### What is asked
Reproduce every item below word for word, leaving the pictures out of your output.

═══ Information given ═══

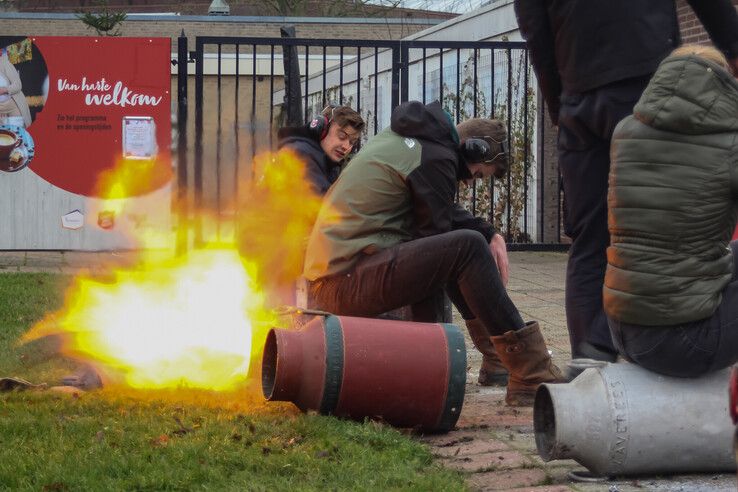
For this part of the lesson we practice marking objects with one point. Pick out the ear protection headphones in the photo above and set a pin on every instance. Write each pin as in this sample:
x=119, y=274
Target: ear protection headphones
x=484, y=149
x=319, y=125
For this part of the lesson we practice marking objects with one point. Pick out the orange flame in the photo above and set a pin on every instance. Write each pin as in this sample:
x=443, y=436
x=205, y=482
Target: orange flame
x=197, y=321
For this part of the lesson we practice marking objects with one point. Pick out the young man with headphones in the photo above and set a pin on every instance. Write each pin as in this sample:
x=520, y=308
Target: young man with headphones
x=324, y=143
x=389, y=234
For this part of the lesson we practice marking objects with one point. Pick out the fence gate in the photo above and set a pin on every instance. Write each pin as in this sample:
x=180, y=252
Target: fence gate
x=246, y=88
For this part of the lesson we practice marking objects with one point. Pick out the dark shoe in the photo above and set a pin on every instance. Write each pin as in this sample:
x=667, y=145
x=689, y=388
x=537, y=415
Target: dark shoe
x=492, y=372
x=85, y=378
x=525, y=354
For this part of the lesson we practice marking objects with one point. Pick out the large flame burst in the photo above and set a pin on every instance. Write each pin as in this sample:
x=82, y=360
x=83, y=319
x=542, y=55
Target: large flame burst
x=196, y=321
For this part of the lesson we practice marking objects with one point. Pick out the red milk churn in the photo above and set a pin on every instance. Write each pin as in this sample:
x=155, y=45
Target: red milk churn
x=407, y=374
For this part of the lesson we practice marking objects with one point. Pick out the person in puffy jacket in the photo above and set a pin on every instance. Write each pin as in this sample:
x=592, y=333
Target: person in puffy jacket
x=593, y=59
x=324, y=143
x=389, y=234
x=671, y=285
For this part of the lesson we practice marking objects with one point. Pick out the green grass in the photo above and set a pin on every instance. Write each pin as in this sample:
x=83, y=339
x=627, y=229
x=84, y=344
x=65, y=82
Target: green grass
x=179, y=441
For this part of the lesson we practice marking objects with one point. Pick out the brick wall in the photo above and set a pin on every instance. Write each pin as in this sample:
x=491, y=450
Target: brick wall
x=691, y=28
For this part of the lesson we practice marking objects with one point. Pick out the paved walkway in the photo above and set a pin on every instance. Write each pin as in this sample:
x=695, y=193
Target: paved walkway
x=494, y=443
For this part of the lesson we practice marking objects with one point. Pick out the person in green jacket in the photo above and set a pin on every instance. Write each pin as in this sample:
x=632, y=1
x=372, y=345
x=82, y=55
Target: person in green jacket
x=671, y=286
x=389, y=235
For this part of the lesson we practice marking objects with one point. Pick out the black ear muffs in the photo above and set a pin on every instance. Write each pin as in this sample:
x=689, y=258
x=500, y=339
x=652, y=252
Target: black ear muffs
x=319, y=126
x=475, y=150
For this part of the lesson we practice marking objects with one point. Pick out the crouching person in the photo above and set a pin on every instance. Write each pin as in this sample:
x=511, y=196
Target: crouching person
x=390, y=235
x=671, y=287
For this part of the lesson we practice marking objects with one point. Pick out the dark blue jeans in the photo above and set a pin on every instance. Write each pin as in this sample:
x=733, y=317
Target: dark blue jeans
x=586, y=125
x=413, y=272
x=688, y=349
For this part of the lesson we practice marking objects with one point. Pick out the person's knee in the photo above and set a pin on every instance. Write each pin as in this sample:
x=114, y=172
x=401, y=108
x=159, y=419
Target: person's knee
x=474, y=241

═══

### Worked answer
For this part of the lesson we practice marking objects with one point. Pick out the ear protection headphones in the photo above and set a pin on every instance. Write each pin as in this sample:
x=119, y=274
Target: ear protection headphones
x=484, y=149
x=319, y=125
For this part of the lesson we practice marking objects with one point. Pick out the orange flame in the photo above and set a pin on every instance. Write each pin as in this sample:
x=443, y=436
x=205, y=482
Target: orange flame
x=197, y=321
For this part of the lesson we practice marking objects with one point. Pick out the young man with headphones in the photo above and set a pin on every instance. Write each pin as in this sample:
x=520, y=308
Target: young man with headphones
x=324, y=143
x=389, y=234
For this part of the lesson we practice marking objects with one point. Pick out the fence gate in the photo above and set a pin on every instance. Write each pin as in this sample:
x=180, y=252
Target: fence gate
x=246, y=88
For this part of the lesson we practice marking objects with one point. Pick out the dark shoe in the photo above and set a pin on every instance. Write each pin as in this sample:
x=667, y=145
x=689, y=388
x=537, y=415
Target: dark shoe
x=492, y=372
x=85, y=378
x=525, y=354
For this part of the lesson we practice marking objects with one point. Pick out the large flame burst in the photo above and set a pin on every instance. Write each pin as in this sample:
x=82, y=360
x=83, y=319
x=542, y=55
Target: large flame burst
x=196, y=321
For this part of the lesson we practice marking objects with one point. Pick out the red milk churn in the photo above and set a pin on every instance. Write each pin as in this sample:
x=155, y=45
Target: red milk churn
x=407, y=374
For this part of the lesson we practice marking objects with one point. Pick out the person in puffy jacket in the photo above and set a pin on every instance. Write each pin as in this sample:
x=592, y=333
Target: person in puffy jacket
x=593, y=59
x=324, y=143
x=389, y=234
x=671, y=285
For this part of the lesson we practice marking objects with one point. Pick out the green grass in the photo above and set a pin on every instance. Write each pin as in this sample:
x=83, y=339
x=627, y=229
x=84, y=344
x=65, y=82
Target: green grass
x=179, y=441
For this part of the lesson we practice marking objects with one point. Pick out the brick wall in the photo above and set a pin on every instance. Write each pin as in this sample:
x=491, y=450
Target: brick wall
x=691, y=28
For this part of the lesson we practice marking objects with one point. Pick out the paved walkway in the photo above and set a pin on every instance. Write each pin as in this sample:
x=695, y=193
Target: paved walkway
x=494, y=443
For this part of the lesson we practice marking objects with one point. Pick out the person in green jacket in the photo above and set a pin on every instance. Write each pin as in this sample:
x=632, y=1
x=372, y=345
x=82, y=55
Target: person in green jacket
x=671, y=286
x=389, y=235
For this part of the lesson we practice marking objects with one point. Pick out the black ear muffs in the photo above and set a pin on every instance. Write each pin as in this sample:
x=689, y=258
x=500, y=339
x=652, y=252
Target: black ear muffs
x=319, y=126
x=475, y=150
For this part of the lesson we practice marking objects with one point. Pick out the crouching person in the photo above and set a pin on every instance. Write each pin as in this sample:
x=511, y=196
Target: crouching person
x=390, y=235
x=671, y=287
For this part of the lesson we practice marking objects with one point. Pick out the dark blue jeans in the photo above and set a pin on every instance. Write each pin as in this sample:
x=733, y=317
Target: dark blue jeans
x=586, y=125
x=413, y=272
x=688, y=349
For this part of the lesson we practice marking objects with one point. Pick out the person's knee in the photo above and set a pin on every instance. Write each pin as in this sample:
x=114, y=172
x=401, y=108
x=159, y=419
Target: person's knee
x=474, y=241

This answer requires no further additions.